Just after midnight (Eastern) on November 18, 2009, thirty-one years to the day of the Jonestown massacre, I learned of the Climategate dossier, in which another Jones came to international attention. (Please no jokes comparing the Jonestown movement to the Team. Any comments saying things like “One was an apocalyptic cult that enjoyed high-level political patronage and tolerated no dissent; the other died in the Guyanese jungle” will be deleted.)

By coincidence, Phil Jones’ first public appearance in the climate community since Climategate will be in San Francisco at the Moscone Center, named after the mayor who had been a patron of Jones et al in the 1970s. Jones will be honoured as an Invited Speaker at an AGU session on Proxy Uncertainty.

I planned to write a one-year anniversary piece on Climategate, but have found it difficult to capture the right tone. I had thought about events and had spent a fair bit of time answering questions for David Adam of Nature, none of which were reflected in Adam’s recent panegyric to Phil Jones. (Adam said today that he had used some of my answers in his article but they had been deleted by Nature editors.)

Contour labeling lines
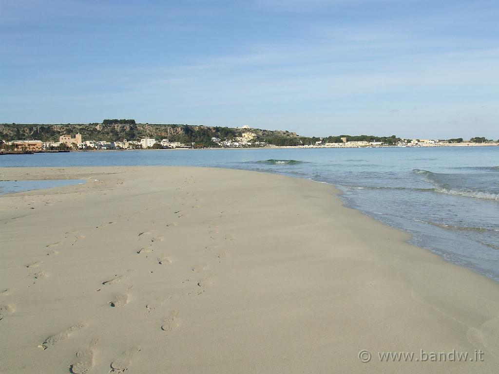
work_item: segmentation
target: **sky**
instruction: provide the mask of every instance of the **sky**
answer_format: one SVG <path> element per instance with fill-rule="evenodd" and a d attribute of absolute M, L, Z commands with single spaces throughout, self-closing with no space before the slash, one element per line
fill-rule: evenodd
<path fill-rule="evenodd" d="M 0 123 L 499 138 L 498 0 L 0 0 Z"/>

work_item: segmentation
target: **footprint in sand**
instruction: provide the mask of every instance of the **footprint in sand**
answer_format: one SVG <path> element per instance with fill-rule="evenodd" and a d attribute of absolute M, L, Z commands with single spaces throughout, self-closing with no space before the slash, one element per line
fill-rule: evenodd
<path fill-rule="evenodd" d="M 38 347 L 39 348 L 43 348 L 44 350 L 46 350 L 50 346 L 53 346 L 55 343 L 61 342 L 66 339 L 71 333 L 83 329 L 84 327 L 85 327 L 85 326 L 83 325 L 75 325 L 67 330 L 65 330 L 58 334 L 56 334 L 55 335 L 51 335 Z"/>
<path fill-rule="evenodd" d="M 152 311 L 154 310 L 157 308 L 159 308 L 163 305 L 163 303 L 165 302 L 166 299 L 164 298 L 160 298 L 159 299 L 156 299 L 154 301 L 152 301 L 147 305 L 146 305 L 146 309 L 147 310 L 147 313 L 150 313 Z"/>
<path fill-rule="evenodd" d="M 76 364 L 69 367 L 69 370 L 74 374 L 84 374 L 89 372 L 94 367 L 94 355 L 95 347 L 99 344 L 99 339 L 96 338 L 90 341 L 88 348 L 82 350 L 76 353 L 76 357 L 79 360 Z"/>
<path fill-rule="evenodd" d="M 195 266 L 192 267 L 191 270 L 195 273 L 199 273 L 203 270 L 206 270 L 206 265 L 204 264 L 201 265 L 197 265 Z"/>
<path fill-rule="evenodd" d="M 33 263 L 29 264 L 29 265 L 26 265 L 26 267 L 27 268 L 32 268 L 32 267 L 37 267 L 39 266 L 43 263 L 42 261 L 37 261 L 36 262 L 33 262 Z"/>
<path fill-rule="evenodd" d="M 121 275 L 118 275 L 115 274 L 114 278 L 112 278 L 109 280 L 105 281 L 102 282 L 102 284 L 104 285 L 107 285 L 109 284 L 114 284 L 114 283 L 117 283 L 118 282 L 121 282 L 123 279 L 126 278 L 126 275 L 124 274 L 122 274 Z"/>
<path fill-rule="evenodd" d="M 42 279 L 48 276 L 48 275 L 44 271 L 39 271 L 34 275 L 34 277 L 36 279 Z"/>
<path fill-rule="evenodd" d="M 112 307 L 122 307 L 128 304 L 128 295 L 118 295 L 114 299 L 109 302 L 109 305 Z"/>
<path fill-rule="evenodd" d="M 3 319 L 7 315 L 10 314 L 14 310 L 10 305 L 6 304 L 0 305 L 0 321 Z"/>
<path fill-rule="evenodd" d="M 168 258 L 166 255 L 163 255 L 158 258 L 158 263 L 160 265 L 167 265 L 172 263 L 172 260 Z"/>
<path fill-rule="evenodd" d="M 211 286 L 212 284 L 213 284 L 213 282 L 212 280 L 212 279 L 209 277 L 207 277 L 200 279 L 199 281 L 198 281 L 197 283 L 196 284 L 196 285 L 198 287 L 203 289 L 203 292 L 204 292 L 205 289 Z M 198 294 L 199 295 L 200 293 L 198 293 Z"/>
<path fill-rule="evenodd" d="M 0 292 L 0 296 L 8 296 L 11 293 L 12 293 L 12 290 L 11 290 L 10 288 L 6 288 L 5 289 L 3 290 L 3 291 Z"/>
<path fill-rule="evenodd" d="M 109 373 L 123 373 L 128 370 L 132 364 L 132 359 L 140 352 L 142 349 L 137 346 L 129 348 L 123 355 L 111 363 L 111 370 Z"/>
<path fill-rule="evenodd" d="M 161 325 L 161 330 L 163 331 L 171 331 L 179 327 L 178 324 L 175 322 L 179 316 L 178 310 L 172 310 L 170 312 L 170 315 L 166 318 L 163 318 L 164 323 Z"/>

...

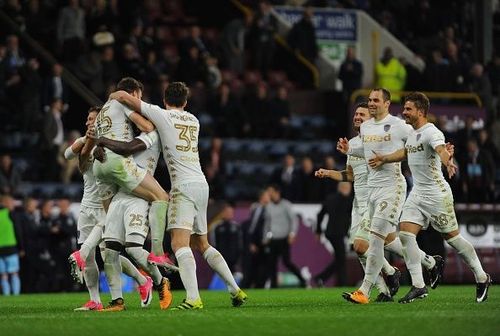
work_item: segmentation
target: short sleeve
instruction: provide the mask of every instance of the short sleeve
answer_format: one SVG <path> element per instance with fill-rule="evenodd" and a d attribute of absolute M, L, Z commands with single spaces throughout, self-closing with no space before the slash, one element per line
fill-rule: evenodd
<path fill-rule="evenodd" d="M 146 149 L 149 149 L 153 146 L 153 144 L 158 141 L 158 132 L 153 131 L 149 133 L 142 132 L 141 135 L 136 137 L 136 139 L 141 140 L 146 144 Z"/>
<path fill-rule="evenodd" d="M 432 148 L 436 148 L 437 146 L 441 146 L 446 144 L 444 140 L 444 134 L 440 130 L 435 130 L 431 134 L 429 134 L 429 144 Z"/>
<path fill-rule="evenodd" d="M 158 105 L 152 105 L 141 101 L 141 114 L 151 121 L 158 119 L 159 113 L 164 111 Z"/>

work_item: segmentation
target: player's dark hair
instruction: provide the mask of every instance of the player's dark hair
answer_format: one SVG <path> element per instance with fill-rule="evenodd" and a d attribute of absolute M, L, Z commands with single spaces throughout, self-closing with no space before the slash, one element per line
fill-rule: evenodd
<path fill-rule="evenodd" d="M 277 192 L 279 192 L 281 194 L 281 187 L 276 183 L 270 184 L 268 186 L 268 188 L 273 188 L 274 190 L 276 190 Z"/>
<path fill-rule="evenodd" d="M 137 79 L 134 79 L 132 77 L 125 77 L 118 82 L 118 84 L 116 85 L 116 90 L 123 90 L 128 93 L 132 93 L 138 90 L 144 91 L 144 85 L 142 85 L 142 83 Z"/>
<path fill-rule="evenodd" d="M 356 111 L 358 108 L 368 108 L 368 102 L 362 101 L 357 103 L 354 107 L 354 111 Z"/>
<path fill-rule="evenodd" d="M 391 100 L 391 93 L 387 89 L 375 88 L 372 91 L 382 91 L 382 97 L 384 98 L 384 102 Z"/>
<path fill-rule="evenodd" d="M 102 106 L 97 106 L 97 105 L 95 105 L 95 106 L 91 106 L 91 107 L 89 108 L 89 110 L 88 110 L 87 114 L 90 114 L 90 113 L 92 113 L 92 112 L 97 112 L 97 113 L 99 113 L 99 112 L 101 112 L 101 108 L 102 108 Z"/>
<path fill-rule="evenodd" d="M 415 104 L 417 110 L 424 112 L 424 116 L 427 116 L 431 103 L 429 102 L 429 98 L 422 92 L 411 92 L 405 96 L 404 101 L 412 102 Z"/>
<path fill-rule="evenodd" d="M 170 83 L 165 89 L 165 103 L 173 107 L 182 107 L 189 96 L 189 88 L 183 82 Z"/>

(Set of tasks):
a – Duplicate the Climategate passage from "By coincidence, Phil" up to and including "by Nature editors.)".
b – In the Climategate passage, at what kind of session will Phil Jones appear as an Invited Speaker?

(Written answers):
a –
By coincidence, Phil Jones’ first public appearance in the climate community since Climategate will be in San Francisco at the Moscone Center, named after the mayor who had been a patron of Jones et al in the 1970s. Jones will be honoured as an Invited Speaker at an AGU session on Proxy Uncertainty.

I planned to write a one-year anniversary piece on Climategate, but have found it difficult to capture the right tone. I had thought about events and had spent a fair bit of time answering questions for David Adam of Nature, none of which were reflected in Adam’s recent panegyric to Phil Jones. (Adam said today that he had used some of my answers in his article but they had been deleted by Nature editors.)

b – An AGU session on Proxy Uncertainty.